* START EXERCISE MATERIAL *

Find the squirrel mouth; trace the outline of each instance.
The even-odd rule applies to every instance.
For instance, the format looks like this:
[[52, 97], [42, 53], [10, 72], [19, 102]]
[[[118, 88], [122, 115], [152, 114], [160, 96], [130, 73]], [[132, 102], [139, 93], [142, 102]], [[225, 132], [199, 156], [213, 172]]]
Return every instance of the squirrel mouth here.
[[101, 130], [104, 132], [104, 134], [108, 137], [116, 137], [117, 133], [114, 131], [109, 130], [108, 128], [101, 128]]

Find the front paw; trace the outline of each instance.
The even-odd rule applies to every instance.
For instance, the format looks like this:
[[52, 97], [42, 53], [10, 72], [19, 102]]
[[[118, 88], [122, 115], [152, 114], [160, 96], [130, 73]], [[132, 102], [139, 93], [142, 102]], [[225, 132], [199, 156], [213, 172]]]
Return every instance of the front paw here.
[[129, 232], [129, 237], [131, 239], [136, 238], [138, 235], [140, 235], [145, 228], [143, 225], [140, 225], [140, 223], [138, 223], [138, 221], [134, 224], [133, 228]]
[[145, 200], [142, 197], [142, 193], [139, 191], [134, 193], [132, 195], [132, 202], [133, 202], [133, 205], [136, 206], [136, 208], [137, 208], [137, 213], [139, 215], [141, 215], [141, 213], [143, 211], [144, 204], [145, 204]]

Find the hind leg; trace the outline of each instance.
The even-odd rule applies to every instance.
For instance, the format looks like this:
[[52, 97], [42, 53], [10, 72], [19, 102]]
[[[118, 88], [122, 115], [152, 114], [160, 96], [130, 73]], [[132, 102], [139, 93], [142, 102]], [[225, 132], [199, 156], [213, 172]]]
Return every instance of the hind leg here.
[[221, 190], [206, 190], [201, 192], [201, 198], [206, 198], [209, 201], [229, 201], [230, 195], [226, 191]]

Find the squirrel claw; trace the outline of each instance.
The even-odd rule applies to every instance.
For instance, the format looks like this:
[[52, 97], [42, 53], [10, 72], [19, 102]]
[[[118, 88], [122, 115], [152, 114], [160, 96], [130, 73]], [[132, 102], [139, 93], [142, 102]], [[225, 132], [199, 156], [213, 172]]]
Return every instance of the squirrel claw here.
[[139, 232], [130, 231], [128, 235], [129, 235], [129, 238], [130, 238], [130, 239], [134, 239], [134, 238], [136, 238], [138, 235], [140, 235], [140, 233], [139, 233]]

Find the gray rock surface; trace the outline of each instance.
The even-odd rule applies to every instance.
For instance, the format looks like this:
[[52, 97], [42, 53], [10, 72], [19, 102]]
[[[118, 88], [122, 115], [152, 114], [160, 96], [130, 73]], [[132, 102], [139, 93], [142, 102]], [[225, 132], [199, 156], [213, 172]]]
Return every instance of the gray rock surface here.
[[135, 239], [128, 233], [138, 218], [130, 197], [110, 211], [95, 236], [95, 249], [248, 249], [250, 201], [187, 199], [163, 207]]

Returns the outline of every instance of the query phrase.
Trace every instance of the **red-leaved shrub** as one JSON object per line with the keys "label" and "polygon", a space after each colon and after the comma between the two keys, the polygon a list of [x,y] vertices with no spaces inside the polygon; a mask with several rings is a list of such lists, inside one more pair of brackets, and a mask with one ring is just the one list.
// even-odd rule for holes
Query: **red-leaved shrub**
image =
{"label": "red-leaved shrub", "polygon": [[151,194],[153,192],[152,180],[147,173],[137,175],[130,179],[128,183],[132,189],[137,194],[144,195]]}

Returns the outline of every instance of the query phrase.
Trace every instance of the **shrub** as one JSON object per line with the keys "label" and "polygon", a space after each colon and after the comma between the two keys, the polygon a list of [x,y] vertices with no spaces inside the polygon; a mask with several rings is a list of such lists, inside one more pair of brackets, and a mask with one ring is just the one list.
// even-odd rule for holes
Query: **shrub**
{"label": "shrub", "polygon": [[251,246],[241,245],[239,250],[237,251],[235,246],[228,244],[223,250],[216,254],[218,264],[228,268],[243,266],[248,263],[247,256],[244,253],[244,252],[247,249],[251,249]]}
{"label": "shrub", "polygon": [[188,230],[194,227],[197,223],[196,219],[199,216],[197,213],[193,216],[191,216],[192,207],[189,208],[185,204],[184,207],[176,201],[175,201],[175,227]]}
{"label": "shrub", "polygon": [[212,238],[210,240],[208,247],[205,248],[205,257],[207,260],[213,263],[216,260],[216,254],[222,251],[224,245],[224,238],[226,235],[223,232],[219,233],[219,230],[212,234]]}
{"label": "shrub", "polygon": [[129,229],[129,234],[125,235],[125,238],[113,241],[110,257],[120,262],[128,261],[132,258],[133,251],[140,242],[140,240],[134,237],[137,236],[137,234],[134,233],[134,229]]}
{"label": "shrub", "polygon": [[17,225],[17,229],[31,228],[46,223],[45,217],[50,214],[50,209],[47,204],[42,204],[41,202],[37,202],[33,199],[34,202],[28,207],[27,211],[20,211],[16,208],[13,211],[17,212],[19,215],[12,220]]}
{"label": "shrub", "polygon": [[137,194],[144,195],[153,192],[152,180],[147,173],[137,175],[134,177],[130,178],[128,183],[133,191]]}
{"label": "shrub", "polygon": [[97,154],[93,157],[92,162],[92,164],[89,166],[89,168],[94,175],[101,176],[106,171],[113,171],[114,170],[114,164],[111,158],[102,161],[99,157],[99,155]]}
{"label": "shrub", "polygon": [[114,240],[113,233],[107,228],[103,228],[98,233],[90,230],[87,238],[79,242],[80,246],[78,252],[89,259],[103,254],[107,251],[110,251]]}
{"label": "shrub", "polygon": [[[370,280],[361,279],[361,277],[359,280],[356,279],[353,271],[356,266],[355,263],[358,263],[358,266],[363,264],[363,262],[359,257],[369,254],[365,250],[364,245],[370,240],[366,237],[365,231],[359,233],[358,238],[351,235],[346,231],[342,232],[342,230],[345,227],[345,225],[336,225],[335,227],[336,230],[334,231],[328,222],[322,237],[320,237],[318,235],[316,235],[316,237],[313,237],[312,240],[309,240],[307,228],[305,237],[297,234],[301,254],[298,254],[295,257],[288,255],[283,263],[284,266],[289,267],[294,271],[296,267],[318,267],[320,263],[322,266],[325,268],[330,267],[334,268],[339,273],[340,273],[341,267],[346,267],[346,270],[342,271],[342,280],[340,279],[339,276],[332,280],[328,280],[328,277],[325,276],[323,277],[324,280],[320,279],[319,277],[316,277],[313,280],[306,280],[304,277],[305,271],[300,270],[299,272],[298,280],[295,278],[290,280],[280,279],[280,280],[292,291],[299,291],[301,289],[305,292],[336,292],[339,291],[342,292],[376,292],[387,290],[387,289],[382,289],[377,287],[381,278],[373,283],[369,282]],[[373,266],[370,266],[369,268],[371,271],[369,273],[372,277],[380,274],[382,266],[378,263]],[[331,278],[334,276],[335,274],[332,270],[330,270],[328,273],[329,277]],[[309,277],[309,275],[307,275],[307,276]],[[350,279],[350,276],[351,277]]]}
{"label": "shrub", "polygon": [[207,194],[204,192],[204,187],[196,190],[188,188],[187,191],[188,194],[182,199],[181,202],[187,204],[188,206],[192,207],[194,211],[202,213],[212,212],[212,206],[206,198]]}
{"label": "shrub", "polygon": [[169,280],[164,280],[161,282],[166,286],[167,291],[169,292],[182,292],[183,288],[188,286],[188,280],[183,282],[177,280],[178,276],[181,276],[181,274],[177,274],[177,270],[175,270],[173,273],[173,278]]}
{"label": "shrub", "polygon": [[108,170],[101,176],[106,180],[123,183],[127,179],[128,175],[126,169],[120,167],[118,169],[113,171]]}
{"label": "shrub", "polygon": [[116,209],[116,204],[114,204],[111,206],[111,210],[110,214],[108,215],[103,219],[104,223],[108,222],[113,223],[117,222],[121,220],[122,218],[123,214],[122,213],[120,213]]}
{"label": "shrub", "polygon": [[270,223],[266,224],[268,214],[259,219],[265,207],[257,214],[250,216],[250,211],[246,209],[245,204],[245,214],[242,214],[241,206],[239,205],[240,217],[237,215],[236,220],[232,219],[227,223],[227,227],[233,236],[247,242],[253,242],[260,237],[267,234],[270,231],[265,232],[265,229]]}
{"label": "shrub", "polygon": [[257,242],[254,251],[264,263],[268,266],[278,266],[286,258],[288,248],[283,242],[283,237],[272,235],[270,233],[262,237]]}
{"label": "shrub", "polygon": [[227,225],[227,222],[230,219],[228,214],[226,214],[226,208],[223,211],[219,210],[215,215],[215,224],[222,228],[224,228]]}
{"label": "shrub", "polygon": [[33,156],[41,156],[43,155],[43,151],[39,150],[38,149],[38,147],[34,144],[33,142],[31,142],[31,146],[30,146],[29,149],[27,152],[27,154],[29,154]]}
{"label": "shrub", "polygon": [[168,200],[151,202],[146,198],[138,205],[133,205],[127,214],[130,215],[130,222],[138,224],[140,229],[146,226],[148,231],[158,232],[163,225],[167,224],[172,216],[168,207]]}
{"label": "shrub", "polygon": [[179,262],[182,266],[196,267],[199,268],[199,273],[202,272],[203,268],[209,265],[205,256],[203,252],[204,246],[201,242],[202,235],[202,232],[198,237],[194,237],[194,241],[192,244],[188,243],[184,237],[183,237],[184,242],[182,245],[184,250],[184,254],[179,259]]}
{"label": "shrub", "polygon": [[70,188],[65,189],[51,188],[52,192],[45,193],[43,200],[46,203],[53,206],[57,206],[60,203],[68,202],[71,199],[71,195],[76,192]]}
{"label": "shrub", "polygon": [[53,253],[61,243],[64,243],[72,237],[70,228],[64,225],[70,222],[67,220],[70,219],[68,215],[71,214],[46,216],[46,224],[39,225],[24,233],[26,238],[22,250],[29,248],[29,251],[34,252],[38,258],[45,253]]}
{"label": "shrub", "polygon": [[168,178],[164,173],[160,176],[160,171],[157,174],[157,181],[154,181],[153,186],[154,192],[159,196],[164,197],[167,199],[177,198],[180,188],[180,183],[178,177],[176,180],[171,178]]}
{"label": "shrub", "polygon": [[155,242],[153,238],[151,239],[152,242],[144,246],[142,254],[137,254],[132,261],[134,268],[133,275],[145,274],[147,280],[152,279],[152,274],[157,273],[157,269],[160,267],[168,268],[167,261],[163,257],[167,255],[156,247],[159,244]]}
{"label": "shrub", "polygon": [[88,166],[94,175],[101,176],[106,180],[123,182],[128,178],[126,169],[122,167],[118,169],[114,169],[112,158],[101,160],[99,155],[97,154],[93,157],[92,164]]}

* END EXERCISE MATERIAL *

## WRITTEN REQUEST
Arrange the lines of the data as a numbered list, from the line with "Find the squirrel claw;" to the line with "233], [139, 233]]", both included and blank lines omitted.

## ANSWER TO THE TASK
1. Find the squirrel claw; trace the outline of each instance.
2. The even-odd rule applies to every instance.
3. For instance, the format looks like this:
4. [[52, 97], [42, 53], [10, 72], [19, 102]]
5. [[[118, 88], [122, 115], [152, 114], [160, 96], [130, 73]], [[132, 102], [139, 93], [142, 102]], [[225, 132], [199, 156], [213, 172]]]
6. Return every instance of the squirrel claw here.
7. [[139, 232], [130, 231], [128, 235], [129, 235], [129, 238], [130, 238], [130, 239], [134, 239], [134, 238], [136, 238], [138, 235], [140, 235], [140, 233], [139, 233]]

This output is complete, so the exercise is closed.